Plaintiff argues that the ownership of the auto by Mid-City, and the fact that the driver, Manno, was an employee of Mid-City, created the presumption that Manno was acting as the agent of Mid-City at the time of the accident. However, this presumption is rebutted by "uncontradicted and unimpeached evidence which disproves the presumption." (Rawlings v. Clay Motor Co., supra.) Plaintiff testified that he did not know the purpose of the trip, while Manno stated in his deposition that the trip was on the business of Paramount Oil. There is no testimony by the plaintiff to disprove that Manno was acting as the agent of Paramount at the time of the accident. Further, upon cross-examination, the plaintiff admitted orally that at the time of the accident he was traveling pursuant to his employment as supervisor of oil well operations for the Paramount Oil Corporation, and that the auto was operated by his employer, Eugene Manno, a partner of Paramount Oil.

[1-4] This statement by the plaintiff is an admission against interest insofar as his action against Mid-City is concerned. It is admissible against the plaintiff not merely for impeachment purposes; it constitutes competent evidence from which to prove or disprove a material fact. Casey v. Burns, 7 Ill. App.2d 316, 129 N.E.2d 440; Chambers v. Appel, 392 Ill. 294, 64 N.E.2d 511. This admission, together with the testimony of plaintiff and Manno as to the purpose of the trip to Bowling Green, rebuts the presumption which arose that the trip was for the business of Mid-City.

Further, while plaintiff argued that the jury should have been allowed to pass upon the question of whether Manno was an agent of Mid-City at the time of the accident, he stated in another portion of his brief, in support of his contention that the judgment notwithstanding the verdict in favor of Lev should be reversed, that there can be no serious question but that Manno was acting as the agent of Lev at the time of the accident. With this last statement we are in agreement.

Therefore, we affirm the action of the lower court in directing a verdict for the defendant, Mid-City Uniform Cap Company.

The jury returned a verdict in favor of the plaintiff and against the defendant Lev in the amount of $30,000. The trial court granted the motion of Lev for judgment notwithstanding the verdict. This was error by the court.
***
GIVEN INSTRUCTION 1 –
Answer these questions from the court opinion excerpt:
(a) What did the plaintiff testify about the purpose of the trip?
(b) Where was the trip headed?
(c) In what amount did the jury return its verdict against the defendant Lev?

Stored records:
***
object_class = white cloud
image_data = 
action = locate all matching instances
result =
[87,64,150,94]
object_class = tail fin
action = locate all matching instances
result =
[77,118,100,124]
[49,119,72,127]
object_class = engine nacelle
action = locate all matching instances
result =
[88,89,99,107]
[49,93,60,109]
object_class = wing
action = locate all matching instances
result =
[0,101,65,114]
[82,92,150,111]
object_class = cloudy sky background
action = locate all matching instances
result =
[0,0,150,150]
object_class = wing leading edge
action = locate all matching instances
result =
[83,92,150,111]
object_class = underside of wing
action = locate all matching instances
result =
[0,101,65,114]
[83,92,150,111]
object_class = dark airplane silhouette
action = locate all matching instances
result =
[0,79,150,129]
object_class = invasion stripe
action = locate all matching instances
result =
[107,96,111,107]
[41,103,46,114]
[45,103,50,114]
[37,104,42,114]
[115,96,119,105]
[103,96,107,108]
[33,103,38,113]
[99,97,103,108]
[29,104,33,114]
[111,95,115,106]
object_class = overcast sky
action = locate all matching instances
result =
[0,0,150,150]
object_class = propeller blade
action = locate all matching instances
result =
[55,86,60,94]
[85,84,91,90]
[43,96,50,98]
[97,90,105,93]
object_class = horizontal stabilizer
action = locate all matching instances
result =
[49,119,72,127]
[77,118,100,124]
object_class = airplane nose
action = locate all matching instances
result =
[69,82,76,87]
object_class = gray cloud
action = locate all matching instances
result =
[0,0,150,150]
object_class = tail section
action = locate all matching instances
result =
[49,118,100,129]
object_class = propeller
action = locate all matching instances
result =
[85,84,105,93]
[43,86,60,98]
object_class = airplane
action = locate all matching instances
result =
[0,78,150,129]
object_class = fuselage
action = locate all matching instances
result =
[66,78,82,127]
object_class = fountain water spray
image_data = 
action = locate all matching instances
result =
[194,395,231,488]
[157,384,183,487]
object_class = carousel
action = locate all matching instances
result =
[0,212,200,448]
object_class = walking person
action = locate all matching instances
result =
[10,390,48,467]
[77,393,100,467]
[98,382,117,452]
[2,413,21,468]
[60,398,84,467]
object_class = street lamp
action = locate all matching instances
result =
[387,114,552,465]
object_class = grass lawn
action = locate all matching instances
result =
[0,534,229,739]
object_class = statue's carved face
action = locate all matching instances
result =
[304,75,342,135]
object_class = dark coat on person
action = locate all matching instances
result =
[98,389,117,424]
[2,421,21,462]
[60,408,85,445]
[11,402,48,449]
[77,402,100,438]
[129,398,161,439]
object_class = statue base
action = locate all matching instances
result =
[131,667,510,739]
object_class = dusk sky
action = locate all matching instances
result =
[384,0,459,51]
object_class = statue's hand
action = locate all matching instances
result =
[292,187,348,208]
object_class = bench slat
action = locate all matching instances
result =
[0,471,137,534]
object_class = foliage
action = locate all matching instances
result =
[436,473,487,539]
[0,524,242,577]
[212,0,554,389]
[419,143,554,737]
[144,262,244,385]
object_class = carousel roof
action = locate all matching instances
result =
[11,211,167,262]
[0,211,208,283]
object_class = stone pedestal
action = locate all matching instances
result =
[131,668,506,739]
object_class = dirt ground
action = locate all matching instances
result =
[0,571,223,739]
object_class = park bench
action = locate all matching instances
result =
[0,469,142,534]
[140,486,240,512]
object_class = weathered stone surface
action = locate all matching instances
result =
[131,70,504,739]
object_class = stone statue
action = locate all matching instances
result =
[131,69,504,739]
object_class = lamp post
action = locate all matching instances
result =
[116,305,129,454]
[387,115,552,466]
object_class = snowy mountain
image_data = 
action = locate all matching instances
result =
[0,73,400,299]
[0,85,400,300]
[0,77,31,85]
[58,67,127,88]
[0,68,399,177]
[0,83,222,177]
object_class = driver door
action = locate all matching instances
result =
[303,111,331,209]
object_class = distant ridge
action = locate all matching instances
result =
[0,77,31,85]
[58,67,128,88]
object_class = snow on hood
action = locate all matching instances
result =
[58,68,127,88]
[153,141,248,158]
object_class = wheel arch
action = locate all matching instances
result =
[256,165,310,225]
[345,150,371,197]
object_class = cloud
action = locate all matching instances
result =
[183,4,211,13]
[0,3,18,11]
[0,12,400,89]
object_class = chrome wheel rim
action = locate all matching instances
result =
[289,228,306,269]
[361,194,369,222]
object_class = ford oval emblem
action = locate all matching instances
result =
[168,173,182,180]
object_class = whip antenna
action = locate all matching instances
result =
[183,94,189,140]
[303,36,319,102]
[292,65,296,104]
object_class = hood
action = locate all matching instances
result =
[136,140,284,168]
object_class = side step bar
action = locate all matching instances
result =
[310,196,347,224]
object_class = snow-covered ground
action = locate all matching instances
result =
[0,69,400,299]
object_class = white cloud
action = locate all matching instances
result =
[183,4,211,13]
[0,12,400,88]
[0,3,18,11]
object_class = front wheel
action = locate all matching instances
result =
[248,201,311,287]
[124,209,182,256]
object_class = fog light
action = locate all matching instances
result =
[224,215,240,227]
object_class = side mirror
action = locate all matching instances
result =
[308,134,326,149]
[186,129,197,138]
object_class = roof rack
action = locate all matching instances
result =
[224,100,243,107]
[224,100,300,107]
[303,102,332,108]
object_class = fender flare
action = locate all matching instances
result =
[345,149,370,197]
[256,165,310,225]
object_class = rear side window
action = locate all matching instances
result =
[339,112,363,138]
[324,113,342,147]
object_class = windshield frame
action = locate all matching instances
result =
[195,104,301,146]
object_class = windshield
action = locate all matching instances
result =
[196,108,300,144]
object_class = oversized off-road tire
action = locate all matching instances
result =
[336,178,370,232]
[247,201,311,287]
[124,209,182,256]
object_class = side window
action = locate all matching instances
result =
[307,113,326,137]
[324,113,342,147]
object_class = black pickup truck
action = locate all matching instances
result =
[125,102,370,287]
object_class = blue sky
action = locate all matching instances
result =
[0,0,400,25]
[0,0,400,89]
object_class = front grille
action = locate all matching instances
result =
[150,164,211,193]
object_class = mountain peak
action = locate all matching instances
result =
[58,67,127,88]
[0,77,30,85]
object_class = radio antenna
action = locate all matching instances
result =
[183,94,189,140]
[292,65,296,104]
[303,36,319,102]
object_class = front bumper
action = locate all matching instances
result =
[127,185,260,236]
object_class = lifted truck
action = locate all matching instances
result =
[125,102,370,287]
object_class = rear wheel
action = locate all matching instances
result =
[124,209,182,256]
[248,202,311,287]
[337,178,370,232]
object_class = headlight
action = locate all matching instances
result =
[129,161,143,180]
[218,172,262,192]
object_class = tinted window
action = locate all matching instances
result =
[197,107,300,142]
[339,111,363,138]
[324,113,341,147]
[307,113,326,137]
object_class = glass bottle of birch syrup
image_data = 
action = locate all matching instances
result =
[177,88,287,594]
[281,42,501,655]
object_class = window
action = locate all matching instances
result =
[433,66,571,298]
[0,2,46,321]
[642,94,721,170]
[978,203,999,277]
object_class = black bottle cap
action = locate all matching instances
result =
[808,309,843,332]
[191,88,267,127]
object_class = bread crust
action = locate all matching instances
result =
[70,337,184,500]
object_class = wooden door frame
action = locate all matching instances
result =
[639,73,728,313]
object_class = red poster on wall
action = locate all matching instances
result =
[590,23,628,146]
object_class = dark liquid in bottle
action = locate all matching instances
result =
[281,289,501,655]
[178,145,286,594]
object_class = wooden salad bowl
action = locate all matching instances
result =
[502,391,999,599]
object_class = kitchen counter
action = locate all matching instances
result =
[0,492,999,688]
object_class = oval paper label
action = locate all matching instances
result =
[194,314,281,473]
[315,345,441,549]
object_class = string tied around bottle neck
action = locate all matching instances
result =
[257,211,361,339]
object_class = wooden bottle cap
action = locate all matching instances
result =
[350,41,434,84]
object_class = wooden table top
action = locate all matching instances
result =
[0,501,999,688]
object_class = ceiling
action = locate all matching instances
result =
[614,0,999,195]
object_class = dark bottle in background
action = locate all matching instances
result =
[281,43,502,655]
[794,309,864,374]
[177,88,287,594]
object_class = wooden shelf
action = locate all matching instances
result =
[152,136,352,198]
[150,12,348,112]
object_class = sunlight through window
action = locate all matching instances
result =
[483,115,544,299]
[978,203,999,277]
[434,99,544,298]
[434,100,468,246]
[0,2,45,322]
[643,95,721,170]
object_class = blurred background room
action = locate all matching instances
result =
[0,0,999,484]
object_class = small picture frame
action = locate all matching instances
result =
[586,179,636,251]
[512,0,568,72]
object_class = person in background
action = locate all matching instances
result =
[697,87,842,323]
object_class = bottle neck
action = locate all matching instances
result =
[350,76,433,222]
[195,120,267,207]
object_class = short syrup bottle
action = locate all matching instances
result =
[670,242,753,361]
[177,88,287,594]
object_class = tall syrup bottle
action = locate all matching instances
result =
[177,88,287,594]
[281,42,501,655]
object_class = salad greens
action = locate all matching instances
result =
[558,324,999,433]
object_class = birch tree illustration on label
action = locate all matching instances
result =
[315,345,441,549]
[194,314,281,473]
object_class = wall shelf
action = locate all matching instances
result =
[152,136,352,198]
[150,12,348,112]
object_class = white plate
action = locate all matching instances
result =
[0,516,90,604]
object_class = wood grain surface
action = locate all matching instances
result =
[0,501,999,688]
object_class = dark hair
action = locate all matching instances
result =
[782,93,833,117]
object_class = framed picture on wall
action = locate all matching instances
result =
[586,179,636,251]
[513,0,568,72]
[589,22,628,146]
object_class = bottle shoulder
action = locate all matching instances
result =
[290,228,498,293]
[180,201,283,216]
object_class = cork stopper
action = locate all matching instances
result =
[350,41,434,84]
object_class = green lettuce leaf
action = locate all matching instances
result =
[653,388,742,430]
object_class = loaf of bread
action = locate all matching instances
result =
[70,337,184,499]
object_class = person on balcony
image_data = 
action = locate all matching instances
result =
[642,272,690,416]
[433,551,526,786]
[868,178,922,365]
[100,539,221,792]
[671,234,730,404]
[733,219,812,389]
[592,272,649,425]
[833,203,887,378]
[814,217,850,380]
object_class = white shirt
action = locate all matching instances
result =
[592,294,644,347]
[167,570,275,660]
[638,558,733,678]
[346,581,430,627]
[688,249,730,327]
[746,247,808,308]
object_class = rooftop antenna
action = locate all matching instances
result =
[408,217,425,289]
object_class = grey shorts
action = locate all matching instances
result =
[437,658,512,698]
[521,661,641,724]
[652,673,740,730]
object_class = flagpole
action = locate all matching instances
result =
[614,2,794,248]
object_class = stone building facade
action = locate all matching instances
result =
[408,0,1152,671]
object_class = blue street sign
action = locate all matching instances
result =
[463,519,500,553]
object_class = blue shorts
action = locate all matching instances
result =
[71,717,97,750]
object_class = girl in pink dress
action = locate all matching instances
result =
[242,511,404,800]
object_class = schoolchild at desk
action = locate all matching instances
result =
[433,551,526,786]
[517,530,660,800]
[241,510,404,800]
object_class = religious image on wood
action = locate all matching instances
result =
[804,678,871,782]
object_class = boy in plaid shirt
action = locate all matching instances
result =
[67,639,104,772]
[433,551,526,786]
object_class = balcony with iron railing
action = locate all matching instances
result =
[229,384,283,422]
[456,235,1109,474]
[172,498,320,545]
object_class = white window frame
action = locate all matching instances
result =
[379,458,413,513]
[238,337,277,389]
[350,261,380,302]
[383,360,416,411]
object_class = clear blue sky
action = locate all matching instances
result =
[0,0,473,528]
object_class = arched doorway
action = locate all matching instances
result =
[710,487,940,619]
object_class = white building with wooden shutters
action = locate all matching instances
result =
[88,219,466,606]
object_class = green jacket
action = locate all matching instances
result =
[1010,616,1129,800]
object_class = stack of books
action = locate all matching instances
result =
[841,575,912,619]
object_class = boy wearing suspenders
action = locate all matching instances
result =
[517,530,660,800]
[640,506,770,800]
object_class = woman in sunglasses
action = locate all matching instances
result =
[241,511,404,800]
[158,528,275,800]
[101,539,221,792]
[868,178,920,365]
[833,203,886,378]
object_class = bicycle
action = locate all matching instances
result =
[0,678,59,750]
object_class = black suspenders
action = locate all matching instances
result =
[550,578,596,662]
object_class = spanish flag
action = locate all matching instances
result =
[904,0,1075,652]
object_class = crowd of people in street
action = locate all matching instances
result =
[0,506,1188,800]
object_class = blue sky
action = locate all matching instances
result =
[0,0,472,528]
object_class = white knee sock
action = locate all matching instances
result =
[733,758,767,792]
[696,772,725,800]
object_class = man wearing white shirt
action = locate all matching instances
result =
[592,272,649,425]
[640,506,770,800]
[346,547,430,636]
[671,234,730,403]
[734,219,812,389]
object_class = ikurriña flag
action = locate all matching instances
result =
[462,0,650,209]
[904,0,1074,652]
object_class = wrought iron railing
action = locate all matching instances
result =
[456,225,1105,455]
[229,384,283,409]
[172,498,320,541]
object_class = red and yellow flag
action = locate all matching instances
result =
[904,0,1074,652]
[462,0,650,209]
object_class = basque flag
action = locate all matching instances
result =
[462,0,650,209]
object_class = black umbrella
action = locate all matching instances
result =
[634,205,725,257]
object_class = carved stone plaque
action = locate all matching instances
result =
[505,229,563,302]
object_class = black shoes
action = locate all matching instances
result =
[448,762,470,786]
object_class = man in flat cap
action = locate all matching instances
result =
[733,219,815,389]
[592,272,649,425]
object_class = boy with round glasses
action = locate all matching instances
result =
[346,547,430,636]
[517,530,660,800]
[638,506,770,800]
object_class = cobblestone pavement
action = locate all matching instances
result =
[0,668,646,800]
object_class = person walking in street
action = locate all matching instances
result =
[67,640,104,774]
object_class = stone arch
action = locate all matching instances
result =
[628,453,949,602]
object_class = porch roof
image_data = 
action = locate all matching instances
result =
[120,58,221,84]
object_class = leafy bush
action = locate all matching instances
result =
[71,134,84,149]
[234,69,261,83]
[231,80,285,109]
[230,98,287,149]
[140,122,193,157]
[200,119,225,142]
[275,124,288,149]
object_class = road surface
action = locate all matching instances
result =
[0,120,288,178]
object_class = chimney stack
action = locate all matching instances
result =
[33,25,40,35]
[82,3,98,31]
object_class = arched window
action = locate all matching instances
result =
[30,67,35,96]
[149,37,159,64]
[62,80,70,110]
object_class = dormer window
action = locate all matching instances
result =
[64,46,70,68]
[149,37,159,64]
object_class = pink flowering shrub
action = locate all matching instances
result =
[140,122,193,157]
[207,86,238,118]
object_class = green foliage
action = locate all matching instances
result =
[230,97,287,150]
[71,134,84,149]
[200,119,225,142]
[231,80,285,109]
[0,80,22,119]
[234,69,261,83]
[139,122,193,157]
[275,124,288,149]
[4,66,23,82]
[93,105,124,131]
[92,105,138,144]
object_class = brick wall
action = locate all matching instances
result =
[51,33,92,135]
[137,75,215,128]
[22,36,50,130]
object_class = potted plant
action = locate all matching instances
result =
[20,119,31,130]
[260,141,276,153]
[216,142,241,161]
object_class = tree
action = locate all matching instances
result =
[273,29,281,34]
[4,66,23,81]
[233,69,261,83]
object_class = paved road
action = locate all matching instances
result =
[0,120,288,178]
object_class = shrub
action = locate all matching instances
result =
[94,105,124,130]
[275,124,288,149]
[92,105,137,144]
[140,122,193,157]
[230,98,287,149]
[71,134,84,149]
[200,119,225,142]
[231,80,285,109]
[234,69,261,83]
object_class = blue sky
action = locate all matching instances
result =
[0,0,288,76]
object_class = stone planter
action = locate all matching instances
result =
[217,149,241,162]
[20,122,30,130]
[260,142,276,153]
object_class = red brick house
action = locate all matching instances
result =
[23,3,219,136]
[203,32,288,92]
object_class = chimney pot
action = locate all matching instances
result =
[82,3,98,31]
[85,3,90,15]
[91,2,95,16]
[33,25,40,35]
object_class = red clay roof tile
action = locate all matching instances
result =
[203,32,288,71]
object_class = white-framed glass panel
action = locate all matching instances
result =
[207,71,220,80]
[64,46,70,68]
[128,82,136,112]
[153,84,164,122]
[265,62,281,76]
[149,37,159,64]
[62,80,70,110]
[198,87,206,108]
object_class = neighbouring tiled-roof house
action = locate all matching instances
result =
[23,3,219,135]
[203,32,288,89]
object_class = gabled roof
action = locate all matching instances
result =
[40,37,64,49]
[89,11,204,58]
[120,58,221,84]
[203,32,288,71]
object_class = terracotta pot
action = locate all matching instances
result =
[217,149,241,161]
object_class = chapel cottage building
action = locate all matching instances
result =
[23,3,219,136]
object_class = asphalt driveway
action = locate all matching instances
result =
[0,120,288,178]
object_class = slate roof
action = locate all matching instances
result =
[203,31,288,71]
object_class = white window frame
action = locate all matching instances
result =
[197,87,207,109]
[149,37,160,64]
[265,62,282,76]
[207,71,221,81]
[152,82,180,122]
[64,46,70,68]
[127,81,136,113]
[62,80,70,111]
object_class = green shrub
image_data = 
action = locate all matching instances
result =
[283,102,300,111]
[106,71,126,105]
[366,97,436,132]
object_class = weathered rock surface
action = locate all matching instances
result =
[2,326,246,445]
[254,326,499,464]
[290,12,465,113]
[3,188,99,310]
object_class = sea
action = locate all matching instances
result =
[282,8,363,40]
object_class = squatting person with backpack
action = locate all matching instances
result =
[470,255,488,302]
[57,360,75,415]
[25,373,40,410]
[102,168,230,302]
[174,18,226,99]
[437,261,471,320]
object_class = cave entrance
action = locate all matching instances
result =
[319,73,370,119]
***
GIVEN INSTRUCTION 2 –
In the listing, reproduce the lines starting at the line that contains "object_class = man in flat cap" and ending at the line that contains "[207,86,238,118]", with the requests kept in. Add 150 to every number in each bounding-box coordinate result.

TASK RESPONSE 1 –
(a) He testified that he did not know the purpose of the trip.
(b) Bowling Green.
(c) $30,000.

TASK RESPONSE 2 –
object_class = man in flat cap
action = locate all matching instances
result =
[883,369,965,539]
[742,422,799,575]
object_class = boy with round glasses
action = locate all matching instances
result =
[496,697,580,786]
[667,680,810,950]
[788,656,920,950]
object_class = cobblestone pavement
action = locate all matching instances
result =
[150,818,796,950]
object_class = person walking in street
action = locate all matching instances
result =
[217,790,254,924]
object_class = stone arch
action = locate all matching instances
result =
[778,603,1099,752]
object_class = porch roof
image_data = 
action = locate all matching instances
result =
[270,208,371,234]
object_class = leafy bush
action = locate all matching instances
result =
[221,284,234,299]
[384,219,411,233]
[381,230,435,259]
[380,248,437,299]
[290,272,343,307]
[350,269,375,292]
[425,274,438,299]
object_class = road surface
action = locate all matching instances
result =
[150,270,438,328]
object_class = chimney stack
action = locate all matching instances
result =
[183,175,190,185]
[232,153,248,181]
object_class = arched window
action = locate all matching instances
result =
[180,217,185,246]
[299,187,309,214]
[212,230,220,260]
object_class = dormer window
action = locate all matching instances
result =
[214,196,220,218]
[299,187,309,214]
object_class = pink flowering shrub
action = locate all matching instances
result =
[290,272,343,307]
[357,236,388,268]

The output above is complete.